* **What the task asks**
Beneath this line are the data; copy exactly the part of them that opens with the line containing "Task brief: identify the stone" and closes with the line containing "Task brief: identify the person with", and only that part.

==== Exercise data ====

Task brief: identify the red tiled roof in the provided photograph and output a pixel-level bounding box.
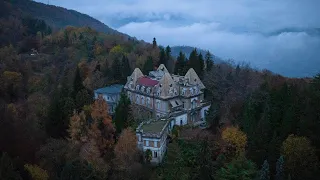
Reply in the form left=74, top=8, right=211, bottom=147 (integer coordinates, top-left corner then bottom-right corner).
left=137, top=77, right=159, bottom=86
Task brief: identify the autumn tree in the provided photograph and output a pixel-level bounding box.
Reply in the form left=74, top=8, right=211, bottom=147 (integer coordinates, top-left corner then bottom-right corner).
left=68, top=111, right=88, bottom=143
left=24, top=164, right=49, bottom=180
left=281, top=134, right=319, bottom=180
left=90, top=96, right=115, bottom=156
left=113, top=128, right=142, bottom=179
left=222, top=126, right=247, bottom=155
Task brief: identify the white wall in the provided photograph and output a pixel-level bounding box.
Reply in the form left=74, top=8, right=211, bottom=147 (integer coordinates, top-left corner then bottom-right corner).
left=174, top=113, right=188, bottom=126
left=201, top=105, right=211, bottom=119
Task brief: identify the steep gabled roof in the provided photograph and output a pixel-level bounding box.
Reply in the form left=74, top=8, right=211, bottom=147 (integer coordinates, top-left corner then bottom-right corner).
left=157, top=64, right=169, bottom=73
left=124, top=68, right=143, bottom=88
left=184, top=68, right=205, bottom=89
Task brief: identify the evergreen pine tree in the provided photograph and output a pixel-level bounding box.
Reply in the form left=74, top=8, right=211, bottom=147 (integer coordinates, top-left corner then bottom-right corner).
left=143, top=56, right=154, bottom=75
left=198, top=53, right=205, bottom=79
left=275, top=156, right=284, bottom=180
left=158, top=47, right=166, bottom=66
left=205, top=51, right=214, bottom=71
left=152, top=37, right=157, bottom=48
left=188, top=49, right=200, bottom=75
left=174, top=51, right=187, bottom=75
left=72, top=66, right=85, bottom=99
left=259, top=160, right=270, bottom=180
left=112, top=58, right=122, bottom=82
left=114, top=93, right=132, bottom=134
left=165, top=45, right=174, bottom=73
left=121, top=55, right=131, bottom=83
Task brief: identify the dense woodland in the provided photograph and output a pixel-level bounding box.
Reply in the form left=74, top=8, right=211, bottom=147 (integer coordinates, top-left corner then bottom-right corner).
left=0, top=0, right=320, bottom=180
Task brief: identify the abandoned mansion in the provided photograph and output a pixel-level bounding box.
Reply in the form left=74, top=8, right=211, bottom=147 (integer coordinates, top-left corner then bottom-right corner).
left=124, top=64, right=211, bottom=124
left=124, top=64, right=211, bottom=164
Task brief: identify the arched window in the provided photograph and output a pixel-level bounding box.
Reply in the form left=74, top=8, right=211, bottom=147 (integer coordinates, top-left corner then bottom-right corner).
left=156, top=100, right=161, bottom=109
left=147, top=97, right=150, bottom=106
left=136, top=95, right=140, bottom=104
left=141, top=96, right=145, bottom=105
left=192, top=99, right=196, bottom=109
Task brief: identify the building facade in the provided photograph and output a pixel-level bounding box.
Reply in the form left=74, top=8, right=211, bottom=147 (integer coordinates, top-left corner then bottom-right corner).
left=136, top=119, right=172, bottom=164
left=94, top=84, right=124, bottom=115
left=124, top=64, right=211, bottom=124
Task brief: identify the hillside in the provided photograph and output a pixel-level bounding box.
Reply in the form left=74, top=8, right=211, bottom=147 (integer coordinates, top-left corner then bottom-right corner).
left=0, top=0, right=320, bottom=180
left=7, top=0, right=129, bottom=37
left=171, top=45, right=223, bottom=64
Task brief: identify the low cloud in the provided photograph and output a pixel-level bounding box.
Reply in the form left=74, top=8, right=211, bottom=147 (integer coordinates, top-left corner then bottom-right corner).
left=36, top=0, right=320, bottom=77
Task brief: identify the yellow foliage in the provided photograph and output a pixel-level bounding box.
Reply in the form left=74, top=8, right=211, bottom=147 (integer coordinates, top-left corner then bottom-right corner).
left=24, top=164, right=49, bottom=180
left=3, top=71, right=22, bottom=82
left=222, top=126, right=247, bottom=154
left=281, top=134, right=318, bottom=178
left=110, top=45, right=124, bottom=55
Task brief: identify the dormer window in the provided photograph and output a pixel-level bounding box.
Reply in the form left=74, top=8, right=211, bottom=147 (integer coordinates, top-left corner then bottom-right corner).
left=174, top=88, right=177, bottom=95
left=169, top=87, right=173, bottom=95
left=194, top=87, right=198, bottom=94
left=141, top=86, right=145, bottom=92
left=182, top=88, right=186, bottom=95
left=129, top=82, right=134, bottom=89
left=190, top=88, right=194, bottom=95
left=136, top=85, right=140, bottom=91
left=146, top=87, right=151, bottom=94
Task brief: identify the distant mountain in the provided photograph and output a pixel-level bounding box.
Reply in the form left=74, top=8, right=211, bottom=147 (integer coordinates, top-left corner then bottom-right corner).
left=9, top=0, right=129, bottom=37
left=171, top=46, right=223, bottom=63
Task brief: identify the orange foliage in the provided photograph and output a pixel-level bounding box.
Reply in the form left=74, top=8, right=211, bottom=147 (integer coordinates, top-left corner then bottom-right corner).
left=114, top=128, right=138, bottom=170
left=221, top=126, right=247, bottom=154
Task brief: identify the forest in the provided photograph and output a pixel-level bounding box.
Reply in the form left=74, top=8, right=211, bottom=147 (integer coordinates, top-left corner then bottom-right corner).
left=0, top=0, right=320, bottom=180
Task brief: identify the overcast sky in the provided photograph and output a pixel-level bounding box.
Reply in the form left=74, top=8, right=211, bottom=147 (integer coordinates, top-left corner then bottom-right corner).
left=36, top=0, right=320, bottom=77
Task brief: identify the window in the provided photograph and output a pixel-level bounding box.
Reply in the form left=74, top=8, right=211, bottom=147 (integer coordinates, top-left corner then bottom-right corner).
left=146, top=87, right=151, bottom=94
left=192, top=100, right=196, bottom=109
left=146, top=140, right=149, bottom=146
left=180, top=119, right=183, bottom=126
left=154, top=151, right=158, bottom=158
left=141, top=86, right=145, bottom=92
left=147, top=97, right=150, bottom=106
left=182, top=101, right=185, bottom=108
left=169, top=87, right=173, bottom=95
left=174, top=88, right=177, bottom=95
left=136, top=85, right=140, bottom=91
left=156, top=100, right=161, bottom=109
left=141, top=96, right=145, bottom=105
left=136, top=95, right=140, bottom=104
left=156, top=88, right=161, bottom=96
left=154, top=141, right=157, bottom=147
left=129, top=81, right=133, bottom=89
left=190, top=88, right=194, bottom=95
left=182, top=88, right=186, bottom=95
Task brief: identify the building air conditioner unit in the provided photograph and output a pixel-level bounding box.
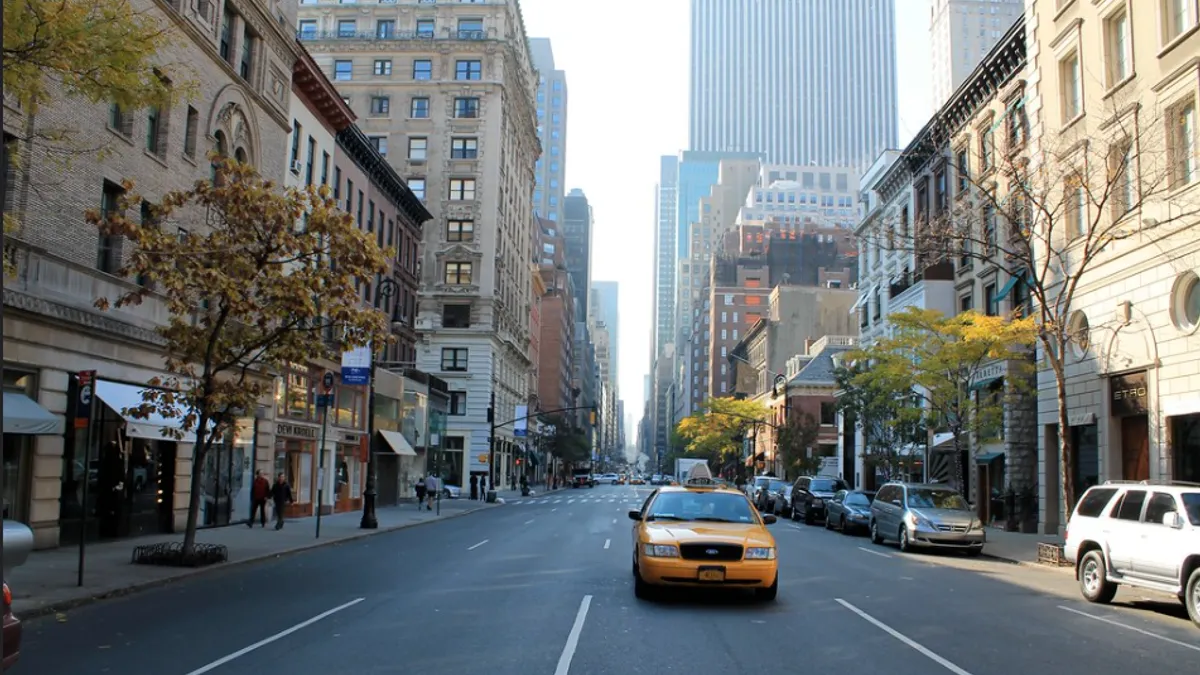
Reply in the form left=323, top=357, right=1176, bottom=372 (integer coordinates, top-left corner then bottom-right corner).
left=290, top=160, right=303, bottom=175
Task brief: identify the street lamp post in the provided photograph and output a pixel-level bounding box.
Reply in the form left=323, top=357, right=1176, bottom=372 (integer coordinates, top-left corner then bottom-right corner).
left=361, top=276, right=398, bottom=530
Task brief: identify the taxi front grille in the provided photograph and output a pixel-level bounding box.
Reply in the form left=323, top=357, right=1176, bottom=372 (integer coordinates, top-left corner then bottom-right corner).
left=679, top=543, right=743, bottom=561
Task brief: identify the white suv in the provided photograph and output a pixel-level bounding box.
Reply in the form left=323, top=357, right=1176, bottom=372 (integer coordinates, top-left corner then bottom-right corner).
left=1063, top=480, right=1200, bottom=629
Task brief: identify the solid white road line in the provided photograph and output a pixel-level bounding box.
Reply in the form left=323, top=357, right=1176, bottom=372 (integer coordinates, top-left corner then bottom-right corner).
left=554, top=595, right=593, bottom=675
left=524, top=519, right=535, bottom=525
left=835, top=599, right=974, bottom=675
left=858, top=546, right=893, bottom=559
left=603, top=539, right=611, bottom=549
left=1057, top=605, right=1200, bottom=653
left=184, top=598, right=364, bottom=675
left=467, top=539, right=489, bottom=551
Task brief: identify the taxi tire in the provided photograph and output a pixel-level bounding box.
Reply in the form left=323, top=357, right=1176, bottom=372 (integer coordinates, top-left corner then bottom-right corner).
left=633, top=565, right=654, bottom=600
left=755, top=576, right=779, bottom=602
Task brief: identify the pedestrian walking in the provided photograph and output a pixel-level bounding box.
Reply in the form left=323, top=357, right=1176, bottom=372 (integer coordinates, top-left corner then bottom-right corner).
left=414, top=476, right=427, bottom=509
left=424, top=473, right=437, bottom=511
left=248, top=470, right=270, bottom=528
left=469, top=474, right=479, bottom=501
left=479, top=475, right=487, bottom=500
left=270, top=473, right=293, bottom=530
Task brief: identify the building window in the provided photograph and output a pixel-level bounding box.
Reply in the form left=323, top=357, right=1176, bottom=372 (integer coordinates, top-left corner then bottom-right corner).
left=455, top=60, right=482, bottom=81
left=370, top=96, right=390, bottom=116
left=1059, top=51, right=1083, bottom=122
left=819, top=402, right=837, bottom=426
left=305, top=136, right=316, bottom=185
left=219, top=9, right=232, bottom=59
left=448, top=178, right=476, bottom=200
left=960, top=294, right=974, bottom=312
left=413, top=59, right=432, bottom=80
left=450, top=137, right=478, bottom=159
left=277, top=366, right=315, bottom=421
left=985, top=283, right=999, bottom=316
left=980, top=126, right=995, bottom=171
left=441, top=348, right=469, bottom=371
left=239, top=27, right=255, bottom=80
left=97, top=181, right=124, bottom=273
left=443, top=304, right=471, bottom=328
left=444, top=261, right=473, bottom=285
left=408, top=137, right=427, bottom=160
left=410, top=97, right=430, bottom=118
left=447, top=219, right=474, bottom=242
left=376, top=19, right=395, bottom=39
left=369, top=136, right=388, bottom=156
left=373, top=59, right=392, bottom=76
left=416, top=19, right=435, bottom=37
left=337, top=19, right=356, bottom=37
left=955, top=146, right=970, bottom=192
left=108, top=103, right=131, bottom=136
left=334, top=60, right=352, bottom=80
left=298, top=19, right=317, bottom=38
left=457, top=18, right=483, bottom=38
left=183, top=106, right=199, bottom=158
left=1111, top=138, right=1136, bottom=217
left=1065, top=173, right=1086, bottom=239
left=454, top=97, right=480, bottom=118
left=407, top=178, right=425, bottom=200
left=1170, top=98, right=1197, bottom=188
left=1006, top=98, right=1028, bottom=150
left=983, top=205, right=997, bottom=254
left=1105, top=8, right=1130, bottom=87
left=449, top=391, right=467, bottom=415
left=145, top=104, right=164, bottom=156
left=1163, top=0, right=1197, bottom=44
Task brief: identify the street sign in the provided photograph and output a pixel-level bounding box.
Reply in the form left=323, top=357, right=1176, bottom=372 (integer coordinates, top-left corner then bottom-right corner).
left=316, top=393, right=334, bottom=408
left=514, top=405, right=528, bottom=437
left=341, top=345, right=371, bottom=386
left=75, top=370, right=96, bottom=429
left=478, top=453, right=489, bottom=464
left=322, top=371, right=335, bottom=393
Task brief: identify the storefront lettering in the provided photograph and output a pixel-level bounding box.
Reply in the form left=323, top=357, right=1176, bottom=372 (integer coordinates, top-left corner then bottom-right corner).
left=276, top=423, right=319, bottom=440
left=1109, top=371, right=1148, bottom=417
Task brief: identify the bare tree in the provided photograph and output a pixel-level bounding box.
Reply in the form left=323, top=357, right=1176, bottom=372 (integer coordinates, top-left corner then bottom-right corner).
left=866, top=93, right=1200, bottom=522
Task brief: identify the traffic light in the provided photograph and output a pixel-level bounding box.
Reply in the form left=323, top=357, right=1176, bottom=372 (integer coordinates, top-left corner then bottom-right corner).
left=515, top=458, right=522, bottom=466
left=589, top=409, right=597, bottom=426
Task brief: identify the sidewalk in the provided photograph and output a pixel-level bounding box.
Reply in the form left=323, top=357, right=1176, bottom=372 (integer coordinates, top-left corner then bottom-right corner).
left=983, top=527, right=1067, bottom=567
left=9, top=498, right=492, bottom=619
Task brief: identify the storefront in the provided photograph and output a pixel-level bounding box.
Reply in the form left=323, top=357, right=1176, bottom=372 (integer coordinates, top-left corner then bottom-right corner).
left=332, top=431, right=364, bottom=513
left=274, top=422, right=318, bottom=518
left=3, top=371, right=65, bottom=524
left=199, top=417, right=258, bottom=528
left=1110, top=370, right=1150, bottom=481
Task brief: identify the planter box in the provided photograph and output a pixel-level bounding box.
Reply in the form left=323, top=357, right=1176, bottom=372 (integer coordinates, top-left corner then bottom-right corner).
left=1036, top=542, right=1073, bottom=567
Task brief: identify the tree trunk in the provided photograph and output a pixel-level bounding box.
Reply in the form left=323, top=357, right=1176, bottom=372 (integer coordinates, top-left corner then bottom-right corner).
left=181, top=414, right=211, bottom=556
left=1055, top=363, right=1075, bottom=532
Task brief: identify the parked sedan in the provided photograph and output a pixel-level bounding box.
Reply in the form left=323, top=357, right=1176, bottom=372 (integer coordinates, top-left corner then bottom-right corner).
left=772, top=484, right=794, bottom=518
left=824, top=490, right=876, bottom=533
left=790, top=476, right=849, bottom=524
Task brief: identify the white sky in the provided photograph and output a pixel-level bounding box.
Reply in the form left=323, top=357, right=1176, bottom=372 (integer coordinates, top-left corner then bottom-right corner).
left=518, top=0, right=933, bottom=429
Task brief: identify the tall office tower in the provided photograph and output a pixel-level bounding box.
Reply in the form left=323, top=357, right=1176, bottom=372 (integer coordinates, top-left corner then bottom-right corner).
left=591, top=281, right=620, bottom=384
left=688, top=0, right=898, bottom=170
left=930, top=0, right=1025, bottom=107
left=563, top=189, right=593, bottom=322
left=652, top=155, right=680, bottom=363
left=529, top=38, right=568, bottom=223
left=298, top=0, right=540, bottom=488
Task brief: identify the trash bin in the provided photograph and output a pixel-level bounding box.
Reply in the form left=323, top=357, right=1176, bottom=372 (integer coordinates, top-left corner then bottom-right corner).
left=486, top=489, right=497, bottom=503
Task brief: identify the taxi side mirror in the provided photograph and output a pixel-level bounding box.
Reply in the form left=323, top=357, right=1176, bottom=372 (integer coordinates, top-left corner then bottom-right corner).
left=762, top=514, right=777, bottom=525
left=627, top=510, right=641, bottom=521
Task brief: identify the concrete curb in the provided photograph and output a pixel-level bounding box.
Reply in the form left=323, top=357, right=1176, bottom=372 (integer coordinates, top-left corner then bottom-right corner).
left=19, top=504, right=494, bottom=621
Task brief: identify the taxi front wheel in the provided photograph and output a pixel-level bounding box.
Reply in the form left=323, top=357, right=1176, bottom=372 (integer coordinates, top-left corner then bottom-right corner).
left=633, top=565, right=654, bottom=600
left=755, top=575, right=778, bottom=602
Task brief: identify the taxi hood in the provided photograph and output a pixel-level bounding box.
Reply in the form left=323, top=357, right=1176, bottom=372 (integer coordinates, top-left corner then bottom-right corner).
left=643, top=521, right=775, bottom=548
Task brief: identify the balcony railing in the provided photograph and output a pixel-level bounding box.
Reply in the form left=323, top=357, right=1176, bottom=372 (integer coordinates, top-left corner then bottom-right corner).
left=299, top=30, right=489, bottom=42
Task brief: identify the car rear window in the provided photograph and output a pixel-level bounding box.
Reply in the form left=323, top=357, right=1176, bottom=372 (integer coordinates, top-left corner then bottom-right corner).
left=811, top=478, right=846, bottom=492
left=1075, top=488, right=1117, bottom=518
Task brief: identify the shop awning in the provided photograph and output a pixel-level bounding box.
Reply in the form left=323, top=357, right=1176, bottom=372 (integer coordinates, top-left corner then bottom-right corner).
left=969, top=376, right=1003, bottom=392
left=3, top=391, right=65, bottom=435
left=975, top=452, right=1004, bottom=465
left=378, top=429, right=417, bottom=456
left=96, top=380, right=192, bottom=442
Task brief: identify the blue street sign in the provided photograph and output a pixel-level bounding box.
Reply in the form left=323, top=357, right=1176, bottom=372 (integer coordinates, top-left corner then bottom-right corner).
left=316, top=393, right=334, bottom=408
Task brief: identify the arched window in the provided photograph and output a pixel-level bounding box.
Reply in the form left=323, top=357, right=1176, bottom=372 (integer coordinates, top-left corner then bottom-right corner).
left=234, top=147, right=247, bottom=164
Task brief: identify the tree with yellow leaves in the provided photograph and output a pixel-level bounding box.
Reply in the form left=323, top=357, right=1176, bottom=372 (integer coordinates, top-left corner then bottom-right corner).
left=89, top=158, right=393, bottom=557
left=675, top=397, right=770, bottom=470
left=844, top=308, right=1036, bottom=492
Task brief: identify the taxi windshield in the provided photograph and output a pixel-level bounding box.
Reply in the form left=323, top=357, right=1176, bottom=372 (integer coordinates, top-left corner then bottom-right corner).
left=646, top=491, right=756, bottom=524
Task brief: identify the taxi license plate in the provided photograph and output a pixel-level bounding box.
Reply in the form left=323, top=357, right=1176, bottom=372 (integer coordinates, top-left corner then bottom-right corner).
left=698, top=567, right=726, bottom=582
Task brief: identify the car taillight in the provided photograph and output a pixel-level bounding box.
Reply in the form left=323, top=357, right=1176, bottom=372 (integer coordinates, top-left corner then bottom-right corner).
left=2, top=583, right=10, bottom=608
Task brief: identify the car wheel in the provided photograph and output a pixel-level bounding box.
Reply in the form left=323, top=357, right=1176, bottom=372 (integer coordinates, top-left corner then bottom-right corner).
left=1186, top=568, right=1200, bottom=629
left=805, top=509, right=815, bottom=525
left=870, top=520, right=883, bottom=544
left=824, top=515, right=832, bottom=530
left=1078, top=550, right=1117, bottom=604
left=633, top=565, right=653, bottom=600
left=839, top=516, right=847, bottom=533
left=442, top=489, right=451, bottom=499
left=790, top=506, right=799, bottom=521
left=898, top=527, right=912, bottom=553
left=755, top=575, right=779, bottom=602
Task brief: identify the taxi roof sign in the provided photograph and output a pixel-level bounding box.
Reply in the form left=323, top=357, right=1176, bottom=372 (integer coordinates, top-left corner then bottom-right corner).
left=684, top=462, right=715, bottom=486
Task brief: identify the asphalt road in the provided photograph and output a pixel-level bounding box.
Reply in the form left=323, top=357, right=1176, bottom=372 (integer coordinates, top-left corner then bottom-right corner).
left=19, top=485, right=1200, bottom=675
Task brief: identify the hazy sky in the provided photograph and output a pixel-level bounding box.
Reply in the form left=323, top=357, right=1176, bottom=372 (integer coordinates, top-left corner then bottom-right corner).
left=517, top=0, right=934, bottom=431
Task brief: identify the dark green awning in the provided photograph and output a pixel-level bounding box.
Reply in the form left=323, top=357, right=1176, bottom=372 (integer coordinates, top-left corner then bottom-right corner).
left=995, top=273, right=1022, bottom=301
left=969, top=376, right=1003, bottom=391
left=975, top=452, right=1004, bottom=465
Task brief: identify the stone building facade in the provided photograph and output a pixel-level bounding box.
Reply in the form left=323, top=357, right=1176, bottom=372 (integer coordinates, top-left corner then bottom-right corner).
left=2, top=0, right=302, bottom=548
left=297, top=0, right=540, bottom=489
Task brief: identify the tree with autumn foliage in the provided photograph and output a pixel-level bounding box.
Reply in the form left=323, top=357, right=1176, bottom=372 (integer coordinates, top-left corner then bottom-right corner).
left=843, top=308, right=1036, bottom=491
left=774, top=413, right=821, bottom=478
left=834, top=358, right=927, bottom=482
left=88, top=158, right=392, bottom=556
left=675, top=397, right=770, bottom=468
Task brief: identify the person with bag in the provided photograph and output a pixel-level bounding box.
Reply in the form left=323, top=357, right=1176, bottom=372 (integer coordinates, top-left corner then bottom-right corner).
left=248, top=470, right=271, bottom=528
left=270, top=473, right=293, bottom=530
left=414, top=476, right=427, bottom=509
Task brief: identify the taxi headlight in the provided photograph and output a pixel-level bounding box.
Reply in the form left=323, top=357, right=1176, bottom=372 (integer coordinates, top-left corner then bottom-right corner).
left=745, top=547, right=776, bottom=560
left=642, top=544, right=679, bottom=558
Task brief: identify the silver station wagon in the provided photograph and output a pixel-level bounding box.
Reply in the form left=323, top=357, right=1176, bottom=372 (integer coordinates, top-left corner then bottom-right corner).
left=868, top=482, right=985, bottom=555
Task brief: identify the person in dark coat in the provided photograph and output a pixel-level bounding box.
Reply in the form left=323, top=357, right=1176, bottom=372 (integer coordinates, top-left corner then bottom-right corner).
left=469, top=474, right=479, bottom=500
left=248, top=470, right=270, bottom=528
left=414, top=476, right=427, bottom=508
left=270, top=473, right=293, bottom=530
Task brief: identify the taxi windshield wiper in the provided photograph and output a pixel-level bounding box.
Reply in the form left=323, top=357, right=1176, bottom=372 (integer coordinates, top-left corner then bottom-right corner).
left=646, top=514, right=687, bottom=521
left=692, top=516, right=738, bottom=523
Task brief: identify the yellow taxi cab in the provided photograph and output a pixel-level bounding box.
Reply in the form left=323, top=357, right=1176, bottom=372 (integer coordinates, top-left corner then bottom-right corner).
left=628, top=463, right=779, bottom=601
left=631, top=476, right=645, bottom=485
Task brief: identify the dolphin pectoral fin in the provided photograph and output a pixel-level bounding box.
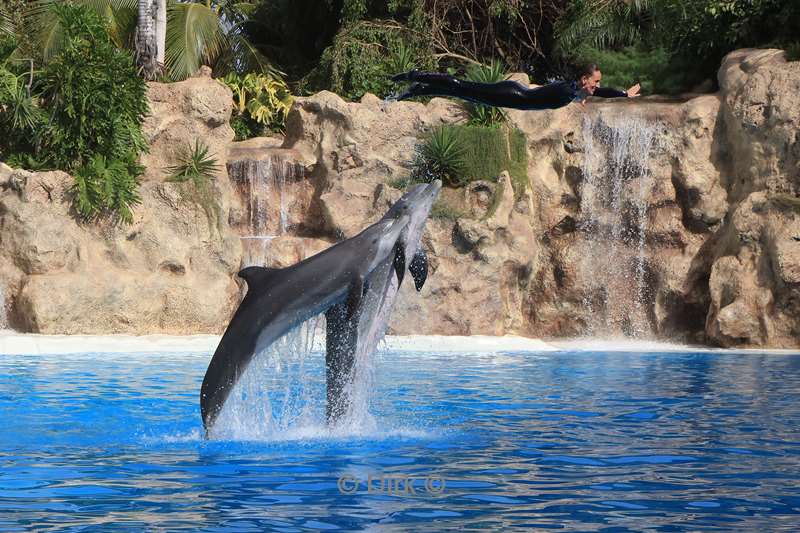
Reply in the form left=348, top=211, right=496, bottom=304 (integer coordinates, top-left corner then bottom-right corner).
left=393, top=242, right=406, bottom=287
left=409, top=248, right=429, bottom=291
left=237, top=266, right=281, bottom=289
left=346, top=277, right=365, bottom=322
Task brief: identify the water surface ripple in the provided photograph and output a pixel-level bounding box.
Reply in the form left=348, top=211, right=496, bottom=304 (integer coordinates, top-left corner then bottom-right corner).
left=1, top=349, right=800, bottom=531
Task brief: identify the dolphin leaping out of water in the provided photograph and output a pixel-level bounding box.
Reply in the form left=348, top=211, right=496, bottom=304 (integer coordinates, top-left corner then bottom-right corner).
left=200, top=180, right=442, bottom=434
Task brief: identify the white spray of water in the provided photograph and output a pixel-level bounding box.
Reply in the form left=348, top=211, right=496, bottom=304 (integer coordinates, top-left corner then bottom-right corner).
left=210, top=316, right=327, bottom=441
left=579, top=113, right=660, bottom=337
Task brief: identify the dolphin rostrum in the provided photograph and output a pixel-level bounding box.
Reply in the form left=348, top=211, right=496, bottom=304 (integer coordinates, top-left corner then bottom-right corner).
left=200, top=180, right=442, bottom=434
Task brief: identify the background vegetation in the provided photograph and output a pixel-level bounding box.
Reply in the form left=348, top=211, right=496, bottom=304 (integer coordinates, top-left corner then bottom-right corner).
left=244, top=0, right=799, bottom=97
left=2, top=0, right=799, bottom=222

====

* **Your solution**
Task brief: identify the stone building facade in the provided photograph and output a pixel-level bounding box.
Reply in the form left=323, top=357, right=1176, bottom=372 (integer coordinates, top-left corner then bottom-right corner).
left=2, top=0, right=302, bottom=548
left=297, top=0, right=540, bottom=489
Task brief: identify the tree with autumn foliage in the provided photograph and output a pixel-level bounding box.
Reply in the form left=323, top=357, right=1176, bottom=372 (integer coordinates, top-left corner then bottom-right corner).
left=843, top=308, right=1036, bottom=491
left=774, top=413, right=821, bottom=478
left=834, top=358, right=927, bottom=482
left=88, top=158, right=392, bottom=556
left=675, top=397, right=770, bottom=468
Task brief: identify the person with bag in the provided photograph and output a pixel-level bounding box.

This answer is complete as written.